» Task details
Each line below that carries the string "blossom" must appear in the answer.
*** Provided records Section Begins ***
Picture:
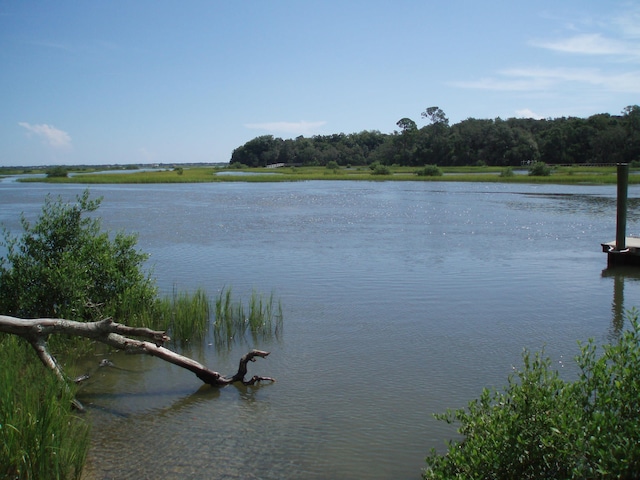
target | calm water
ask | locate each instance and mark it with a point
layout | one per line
(400, 300)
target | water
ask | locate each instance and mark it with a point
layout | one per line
(401, 299)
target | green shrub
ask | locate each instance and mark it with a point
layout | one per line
(540, 169)
(332, 165)
(379, 169)
(541, 426)
(429, 171)
(65, 266)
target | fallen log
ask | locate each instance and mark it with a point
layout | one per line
(37, 331)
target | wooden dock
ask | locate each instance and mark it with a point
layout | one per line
(630, 255)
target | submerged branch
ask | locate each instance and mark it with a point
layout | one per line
(37, 331)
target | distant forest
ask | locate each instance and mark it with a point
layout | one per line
(601, 138)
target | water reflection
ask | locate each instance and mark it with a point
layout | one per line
(620, 275)
(401, 300)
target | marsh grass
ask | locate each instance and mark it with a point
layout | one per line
(561, 175)
(40, 437)
(185, 315)
(259, 319)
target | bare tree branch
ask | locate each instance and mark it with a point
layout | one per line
(36, 332)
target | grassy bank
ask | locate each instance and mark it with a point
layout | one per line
(40, 436)
(560, 175)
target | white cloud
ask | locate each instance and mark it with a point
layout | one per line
(536, 79)
(591, 44)
(51, 135)
(527, 113)
(292, 128)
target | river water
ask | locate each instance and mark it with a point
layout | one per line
(401, 299)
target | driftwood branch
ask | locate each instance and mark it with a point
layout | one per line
(37, 331)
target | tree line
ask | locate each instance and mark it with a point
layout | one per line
(600, 138)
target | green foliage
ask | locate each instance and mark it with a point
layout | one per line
(540, 169)
(379, 169)
(64, 266)
(185, 316)
(600, 138)
(40, 437)
(261, 318)
(507, 172)
(429, 171)
(541, 426)
(333, 165)
(60, 172)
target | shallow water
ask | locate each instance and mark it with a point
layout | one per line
(401, 299)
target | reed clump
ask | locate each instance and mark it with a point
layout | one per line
(185, 315)
(259, 319)
(40, 436)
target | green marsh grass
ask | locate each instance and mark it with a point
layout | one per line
(560, 175)
(185, 316)
(40, 436)
(259, 319)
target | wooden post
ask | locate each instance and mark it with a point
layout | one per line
(621, 219)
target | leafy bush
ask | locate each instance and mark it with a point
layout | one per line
(379, 169)
(57, 172)
(540, 169)
(429, 171)
(332, 165)
(64, 265)
(507, 172)
(541, 426)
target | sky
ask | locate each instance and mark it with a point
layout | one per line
(157, 81)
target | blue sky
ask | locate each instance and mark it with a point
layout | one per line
(118, 82)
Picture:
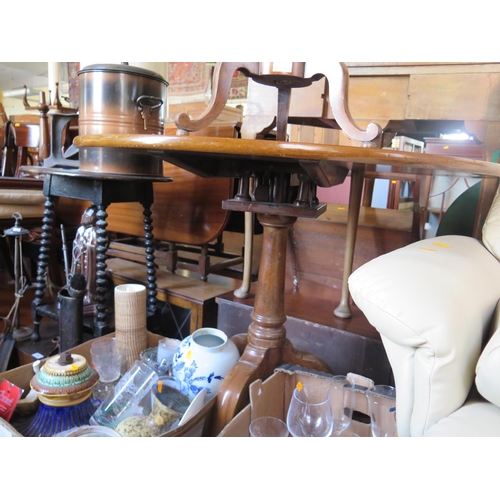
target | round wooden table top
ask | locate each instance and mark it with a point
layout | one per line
(228, 157)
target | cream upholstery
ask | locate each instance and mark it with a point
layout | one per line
(433, 303)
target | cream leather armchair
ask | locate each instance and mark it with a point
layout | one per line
(435, 305)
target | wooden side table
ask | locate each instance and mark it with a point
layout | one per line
(101, 190)
(274, 163)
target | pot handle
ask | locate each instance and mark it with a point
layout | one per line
(146, 104)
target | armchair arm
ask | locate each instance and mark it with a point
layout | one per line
(432, 303)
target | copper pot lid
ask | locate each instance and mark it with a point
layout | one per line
(123, 68)
(64, 375)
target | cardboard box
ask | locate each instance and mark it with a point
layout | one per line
(197, 426)
(272, 398)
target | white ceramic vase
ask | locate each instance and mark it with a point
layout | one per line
(203, 360)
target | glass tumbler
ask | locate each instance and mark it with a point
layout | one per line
(382, 403)
(125, 400)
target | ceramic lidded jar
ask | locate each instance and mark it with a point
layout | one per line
(203, 360)
(64, 380)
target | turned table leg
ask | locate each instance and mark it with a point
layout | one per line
(344, 309)
(43, 264)
(267, 346)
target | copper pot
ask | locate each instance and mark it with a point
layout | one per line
(120, 99)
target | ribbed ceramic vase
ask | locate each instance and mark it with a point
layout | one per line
(130, 321)
(203, 360)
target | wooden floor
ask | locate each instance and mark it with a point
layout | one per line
(345, 344)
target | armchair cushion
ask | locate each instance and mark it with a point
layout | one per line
(491, 227)
(432, 303)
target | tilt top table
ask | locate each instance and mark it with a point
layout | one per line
(286, 176)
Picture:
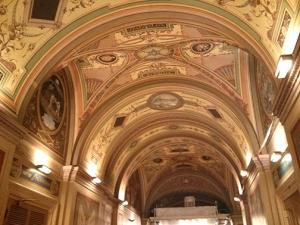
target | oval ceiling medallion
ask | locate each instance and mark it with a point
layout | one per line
(202, 47)
(106, 58)
(165, 101)
(51, 104)
(154, 52)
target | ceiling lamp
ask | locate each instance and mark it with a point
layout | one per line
(244, 173)
(276, 156)
(284, 65)
(44, 169)
(96, 180)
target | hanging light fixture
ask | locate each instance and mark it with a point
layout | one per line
(276, 156)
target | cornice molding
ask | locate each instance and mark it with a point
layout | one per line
(289, 88)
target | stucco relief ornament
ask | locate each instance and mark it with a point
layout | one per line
(154, 52)
(51, 104)
(165, 101)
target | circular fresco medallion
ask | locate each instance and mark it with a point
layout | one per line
(51, 104)
(106, 58)
(165, 101)
(202, 47)
(154, 52)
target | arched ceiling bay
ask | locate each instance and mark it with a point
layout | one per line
(30, 48)
(158, 117)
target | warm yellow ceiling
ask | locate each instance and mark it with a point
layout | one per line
(179, 75)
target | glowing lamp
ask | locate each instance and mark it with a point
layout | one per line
(284, 65)
(236, 199)
(44, 169)
(96, 180)
(125, 203)
(244, 173)
(275, 156)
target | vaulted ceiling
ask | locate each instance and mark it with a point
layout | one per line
(159, 89)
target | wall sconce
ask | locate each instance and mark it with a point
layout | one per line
(244, 173)
(284, 65)
(96, 180)
(276, 156)
(125, 203)
(236, 199)
(44, 169)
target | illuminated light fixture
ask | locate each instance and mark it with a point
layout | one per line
(125, 203)
(236, 199)
(244, 173)
(96, 180)
(284, 65)
(275, 156)
(287, 158)
(44, 169)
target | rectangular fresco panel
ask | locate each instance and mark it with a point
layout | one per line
(86, 211)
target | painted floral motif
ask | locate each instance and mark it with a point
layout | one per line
(262, 14)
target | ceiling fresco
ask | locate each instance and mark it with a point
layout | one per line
(162, 101)
(23, 41)
(107, 135)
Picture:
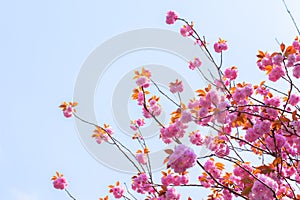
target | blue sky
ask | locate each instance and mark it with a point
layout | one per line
(44, 44)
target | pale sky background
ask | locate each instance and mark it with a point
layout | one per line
(43, 45)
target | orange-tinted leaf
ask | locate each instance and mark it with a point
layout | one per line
(289, 50)
(268, 69)
(277, 161)
(247, 190)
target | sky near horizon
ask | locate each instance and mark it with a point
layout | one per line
(45, 43)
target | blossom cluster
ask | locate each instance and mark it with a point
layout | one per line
(250, 120)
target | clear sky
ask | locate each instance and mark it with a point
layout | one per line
(43, 45)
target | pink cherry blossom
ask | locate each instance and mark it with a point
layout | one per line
(186, 30)
(68, 112)
(294, 99)
(172, 16)
(195, 63)
(182, 158)
(220, 46)
(117, 190)
(296, 71)
(196, 138)
(276, 73)
(176, 86)
(143, 82)
(59, 181)
(141, 158)
(231, 73)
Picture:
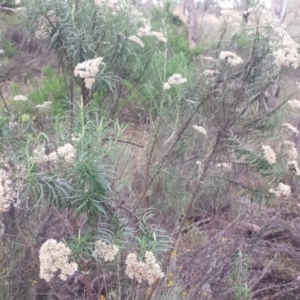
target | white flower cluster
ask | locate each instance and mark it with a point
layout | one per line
(293, 166)
(149, 270)
(289, 149)
(200, 129)
(210, 72)
(291, 128)
(137, 40)
(175, 79)
(53, 257)
(294, 104)
(146, 31)
(269, 154)
(76, 138)
(230, 57)
(42, 29)
(287, 54)
(67, 152)
(44, 106)
(88, 70)
(105, 251)
(223, 165)
(20, 98)
(7, 193)
(281, 190)
(113, 5)
(209, 58)
(233, 18)
(39, 155)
*** Provided records Section Ends ***
» Answer to this problem
target | blossom cluster
target | pink cherry blossom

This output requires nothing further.